Job: Everything from the line with "bus mirror, dropping" through the last line of the records below should be copied exactly, both ends included.

****

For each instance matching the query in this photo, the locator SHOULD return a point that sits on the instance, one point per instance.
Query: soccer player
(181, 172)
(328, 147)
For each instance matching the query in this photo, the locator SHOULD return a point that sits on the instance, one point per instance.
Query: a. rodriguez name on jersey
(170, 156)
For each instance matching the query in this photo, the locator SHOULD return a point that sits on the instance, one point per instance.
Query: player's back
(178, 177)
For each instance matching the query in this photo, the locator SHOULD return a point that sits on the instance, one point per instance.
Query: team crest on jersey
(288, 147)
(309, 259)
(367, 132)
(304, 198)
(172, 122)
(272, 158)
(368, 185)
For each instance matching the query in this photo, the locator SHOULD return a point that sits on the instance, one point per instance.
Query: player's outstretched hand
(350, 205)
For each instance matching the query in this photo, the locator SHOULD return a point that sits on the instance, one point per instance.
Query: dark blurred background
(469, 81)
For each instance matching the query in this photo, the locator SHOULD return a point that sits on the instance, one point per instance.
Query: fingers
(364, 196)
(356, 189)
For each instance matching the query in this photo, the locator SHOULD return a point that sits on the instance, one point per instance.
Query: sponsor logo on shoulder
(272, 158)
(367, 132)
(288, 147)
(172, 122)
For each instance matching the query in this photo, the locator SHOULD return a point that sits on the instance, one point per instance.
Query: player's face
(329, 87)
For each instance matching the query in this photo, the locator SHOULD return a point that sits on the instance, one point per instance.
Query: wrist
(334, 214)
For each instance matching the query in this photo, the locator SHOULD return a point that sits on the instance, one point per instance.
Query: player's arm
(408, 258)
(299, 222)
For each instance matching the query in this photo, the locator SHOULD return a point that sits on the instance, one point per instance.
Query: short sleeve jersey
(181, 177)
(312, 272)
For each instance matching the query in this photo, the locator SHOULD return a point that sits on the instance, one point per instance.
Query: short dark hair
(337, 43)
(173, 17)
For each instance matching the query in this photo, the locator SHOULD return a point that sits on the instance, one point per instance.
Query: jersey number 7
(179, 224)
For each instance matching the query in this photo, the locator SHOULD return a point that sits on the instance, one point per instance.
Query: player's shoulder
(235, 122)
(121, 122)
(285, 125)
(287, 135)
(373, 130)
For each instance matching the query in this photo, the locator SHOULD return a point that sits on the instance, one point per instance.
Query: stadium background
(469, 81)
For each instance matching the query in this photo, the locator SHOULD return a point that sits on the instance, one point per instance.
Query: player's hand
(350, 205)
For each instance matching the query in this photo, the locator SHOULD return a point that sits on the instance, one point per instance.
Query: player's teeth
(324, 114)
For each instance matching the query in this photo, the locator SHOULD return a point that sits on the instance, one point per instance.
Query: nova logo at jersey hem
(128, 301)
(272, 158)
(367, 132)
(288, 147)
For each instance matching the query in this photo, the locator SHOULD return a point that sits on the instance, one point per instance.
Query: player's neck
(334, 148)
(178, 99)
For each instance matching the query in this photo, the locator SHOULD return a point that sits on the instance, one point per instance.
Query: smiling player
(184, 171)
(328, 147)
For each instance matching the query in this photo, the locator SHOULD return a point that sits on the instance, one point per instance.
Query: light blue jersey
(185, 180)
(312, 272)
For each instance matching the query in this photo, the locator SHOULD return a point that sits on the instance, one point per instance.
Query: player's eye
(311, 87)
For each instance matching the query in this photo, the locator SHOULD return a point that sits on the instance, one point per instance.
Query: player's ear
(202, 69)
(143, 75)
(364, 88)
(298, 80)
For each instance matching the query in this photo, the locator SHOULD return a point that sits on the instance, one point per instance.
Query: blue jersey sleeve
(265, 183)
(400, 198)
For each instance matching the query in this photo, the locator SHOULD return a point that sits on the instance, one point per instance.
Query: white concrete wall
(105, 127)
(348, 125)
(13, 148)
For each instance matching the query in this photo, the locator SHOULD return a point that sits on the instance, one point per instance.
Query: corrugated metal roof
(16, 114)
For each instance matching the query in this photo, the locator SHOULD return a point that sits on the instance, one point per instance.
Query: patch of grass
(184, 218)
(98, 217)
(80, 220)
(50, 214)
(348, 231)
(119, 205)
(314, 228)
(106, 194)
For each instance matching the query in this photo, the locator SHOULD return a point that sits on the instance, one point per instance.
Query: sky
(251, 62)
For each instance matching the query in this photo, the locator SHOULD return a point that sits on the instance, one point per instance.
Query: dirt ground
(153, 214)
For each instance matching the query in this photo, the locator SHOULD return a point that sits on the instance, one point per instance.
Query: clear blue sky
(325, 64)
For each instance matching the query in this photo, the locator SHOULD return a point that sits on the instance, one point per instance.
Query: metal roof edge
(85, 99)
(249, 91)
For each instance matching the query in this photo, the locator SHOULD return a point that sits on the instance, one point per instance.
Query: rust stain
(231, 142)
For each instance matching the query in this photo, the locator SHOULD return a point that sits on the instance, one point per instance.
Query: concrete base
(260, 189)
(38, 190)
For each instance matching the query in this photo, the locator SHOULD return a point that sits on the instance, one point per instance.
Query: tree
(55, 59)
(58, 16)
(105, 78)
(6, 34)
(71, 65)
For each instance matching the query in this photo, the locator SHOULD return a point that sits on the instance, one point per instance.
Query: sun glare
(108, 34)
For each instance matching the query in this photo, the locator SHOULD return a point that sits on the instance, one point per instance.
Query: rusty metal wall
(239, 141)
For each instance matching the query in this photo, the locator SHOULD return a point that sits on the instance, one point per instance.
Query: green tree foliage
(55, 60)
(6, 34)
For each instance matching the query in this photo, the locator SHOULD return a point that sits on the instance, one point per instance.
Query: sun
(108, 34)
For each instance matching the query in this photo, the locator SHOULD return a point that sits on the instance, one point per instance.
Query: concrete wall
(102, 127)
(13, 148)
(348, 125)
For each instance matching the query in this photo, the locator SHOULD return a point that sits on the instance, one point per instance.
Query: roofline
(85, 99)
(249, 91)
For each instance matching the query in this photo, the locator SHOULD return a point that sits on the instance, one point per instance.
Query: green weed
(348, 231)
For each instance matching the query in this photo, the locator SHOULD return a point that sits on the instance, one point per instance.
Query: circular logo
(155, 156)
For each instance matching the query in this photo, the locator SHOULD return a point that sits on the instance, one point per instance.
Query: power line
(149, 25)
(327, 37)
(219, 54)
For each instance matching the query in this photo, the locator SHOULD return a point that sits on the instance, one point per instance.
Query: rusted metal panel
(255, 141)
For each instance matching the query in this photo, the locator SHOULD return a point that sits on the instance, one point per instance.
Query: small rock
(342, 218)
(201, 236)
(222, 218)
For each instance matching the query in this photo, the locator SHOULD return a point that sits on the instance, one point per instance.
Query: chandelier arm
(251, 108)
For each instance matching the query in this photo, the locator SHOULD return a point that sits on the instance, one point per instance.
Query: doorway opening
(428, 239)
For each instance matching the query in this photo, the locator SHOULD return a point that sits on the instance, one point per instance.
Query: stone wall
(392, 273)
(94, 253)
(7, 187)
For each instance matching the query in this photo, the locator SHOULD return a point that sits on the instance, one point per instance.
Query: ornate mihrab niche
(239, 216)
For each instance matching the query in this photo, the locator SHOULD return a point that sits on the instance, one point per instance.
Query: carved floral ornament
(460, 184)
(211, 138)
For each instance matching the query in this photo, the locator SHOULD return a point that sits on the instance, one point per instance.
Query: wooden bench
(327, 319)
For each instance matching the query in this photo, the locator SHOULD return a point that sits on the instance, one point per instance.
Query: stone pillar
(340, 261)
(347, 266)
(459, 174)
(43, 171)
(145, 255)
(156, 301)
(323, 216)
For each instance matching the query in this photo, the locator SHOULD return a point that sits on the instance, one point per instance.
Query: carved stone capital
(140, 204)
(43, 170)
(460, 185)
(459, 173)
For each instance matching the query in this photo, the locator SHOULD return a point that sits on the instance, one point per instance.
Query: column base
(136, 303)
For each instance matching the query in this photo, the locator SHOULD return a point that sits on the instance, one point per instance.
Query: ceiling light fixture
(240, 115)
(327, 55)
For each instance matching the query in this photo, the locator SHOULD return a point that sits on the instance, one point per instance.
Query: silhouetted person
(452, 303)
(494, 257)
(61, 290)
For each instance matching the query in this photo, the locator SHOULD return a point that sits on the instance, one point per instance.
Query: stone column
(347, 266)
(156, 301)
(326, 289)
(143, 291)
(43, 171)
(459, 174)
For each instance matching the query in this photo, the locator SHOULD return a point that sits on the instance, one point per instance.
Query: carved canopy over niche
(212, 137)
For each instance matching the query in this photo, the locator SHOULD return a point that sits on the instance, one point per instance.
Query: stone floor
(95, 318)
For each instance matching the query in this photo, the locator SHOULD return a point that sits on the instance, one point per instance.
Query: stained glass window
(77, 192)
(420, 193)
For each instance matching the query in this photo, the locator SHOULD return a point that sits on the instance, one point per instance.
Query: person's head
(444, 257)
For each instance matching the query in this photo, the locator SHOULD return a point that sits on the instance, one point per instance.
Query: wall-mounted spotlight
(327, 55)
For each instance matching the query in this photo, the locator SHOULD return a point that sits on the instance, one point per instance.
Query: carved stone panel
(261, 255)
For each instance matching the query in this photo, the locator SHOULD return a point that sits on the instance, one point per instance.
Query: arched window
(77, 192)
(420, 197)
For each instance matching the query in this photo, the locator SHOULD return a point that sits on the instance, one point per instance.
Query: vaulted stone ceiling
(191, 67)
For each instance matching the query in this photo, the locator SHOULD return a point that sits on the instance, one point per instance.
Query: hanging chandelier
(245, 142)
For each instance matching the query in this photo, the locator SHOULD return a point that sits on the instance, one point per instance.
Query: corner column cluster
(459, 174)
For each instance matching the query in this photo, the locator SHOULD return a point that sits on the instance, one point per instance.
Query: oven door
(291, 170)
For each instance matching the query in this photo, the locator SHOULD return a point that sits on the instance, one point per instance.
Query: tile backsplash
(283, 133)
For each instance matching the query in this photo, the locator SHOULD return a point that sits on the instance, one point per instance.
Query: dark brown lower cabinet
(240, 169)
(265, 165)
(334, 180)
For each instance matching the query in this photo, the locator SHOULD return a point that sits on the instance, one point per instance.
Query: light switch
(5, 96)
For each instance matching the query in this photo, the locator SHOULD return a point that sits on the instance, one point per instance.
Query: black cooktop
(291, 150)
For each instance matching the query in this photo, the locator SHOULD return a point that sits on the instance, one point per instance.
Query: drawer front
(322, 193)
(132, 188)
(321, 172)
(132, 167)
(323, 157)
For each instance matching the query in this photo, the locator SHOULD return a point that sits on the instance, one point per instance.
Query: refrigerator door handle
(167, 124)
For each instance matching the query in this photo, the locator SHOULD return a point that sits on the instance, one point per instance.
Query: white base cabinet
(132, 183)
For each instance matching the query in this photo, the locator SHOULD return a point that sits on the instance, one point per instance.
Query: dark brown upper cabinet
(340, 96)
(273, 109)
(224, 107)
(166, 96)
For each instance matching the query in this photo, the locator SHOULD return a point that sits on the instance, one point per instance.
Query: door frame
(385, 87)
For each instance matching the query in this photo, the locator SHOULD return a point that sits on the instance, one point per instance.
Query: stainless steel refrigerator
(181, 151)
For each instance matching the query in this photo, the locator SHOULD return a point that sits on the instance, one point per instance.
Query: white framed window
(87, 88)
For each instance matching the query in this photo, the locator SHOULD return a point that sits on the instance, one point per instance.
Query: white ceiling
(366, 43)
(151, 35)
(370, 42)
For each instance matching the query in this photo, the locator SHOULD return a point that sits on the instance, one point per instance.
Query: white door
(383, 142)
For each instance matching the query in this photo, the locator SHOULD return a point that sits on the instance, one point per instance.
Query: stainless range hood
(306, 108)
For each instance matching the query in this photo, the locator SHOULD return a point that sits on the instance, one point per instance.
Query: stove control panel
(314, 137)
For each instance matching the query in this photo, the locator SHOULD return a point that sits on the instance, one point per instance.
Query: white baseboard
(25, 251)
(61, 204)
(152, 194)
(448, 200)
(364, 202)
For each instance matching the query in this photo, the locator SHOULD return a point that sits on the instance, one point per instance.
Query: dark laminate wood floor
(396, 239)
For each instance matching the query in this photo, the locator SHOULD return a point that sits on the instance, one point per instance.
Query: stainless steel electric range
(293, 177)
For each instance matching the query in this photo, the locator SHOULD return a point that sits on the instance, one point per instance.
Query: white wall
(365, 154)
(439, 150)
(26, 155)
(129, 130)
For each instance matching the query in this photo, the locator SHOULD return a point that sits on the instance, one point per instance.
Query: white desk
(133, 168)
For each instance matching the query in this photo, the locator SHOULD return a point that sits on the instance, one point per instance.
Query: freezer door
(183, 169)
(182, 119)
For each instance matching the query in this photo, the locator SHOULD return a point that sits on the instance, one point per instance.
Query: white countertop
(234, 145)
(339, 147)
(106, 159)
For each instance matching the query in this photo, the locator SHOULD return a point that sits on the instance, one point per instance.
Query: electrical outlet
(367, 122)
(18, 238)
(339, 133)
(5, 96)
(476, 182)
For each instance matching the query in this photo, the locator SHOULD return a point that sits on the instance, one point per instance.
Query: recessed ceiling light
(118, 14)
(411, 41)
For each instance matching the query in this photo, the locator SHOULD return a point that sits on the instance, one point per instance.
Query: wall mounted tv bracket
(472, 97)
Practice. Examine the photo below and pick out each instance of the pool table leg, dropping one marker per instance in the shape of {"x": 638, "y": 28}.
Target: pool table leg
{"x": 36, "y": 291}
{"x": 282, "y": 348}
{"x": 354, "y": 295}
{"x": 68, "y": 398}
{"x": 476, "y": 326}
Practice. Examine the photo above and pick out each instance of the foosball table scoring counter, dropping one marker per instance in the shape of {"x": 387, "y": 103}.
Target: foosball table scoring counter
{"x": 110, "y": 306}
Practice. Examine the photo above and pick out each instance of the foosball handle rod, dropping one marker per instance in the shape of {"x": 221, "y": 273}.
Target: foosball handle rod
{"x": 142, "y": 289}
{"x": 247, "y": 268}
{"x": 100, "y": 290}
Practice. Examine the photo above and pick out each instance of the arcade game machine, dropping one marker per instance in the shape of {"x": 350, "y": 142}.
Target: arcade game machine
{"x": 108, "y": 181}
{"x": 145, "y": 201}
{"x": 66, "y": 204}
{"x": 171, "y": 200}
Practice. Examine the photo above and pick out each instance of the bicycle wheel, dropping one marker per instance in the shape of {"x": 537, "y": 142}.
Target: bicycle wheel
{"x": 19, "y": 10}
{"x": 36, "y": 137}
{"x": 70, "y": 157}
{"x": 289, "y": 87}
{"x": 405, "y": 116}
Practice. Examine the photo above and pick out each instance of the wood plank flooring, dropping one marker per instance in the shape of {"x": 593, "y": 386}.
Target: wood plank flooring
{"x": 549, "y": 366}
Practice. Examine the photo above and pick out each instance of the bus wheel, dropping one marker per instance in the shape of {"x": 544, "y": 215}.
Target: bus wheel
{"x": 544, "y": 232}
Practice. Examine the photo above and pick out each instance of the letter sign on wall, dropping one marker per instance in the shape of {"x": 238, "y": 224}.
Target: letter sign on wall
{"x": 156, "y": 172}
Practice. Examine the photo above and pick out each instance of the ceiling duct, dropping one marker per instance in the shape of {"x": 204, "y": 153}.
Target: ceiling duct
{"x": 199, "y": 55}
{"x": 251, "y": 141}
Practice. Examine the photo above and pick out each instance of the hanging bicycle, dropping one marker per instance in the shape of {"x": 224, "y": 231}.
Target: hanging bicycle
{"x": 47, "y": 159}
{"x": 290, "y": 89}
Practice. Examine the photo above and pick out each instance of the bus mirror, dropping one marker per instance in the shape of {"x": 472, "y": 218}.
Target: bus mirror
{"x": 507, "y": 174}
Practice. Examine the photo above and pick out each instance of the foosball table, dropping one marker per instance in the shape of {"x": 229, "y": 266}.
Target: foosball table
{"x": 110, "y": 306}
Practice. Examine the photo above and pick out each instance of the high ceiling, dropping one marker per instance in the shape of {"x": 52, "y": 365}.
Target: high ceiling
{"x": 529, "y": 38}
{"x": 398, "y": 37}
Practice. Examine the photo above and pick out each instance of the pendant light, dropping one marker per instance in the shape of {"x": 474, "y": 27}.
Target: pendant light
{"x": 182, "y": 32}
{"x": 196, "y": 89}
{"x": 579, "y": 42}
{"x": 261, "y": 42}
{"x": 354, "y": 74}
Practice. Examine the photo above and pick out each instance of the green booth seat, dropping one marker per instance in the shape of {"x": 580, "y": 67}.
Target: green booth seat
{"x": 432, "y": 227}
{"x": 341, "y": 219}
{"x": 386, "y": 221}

****

The completed task:
Practice. Examine the photo above and pick out each instance of the bus mirror, dropping one marker per instance in the shape of {"x": 472, "y": 218}.
Target: bus mirror
{"x": 507, "y": 174}
Practice. Examine the photo above and pick out each instance of the foosball table, dropping one marker per instance in the shape of {"x": 229, "y": 266}.
Target: foosball table
{"x": 110, "y": 306}
Practice. Examine the photo above and pick out each instance of the high ceiling, dropping one marker per instance in the shape of {"x": 52, "y": 365}.
Target: high ceiling
{"x": 529, "y": 38}
{"x": 398, "y": 37}
Practice. Examine the photo above and pick out each instance of the pendant light, dropping one marker per instance in the shape of {"x": 474, "y": 27}.
Target: pendant light
{"x": 182, "y": 32}
{"x": 196, "y": 89}
{"x": 579, "y": 42}
{"x": 261, "y": 42}
{"x": 354, "y": 74}
Practice. Examine the photo above and pick out each instance of the green booth seat, dropping one marker per instance in the shape of {"x": 580, "y": 67}.
Target: green booth seat
{"x": 432, "y": 227}
{"x": 341, "y": 219}
{"x": 386, "y": 221}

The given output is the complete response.